> [Exercise goal]:
The string "drawer" appears in some lines of the entries that follow; copy each such line.

> [Task input]:
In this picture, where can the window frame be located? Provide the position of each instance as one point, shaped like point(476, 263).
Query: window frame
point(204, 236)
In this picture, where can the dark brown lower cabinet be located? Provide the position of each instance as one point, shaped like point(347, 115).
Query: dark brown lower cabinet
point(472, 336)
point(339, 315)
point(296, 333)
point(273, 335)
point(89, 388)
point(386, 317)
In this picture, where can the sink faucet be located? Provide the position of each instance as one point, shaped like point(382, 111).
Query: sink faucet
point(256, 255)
--
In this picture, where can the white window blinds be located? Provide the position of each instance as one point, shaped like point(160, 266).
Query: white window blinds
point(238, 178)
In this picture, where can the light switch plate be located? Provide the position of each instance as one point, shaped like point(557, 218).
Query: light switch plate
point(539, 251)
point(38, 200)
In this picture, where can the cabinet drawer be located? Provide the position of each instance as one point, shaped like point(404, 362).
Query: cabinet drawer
* * *
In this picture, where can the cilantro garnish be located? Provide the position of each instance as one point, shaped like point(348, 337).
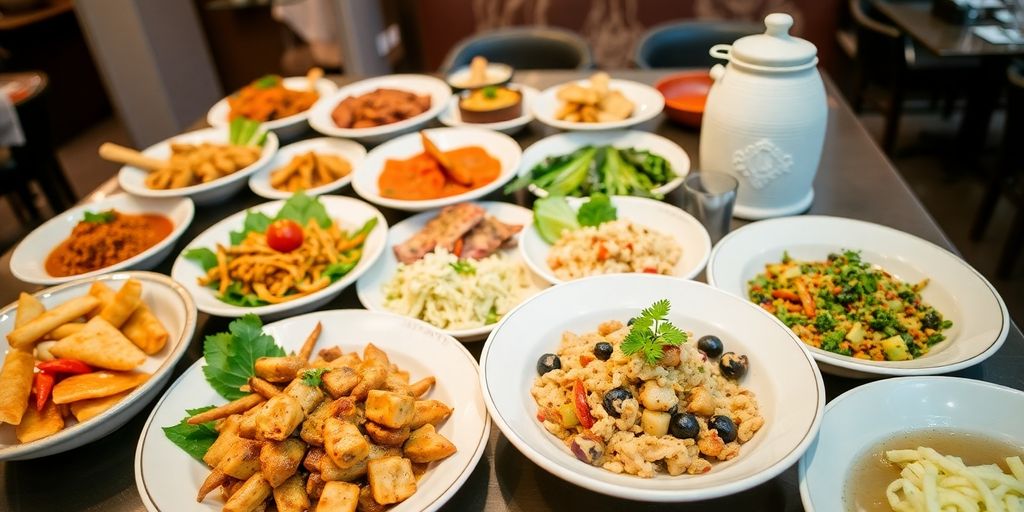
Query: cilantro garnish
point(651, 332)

> [Solved exercise]:
In this picture, where can the cabinet drawer be located? Provide the position of each instance as one point, shaped like point(404, 362).
Query: cabinet drawer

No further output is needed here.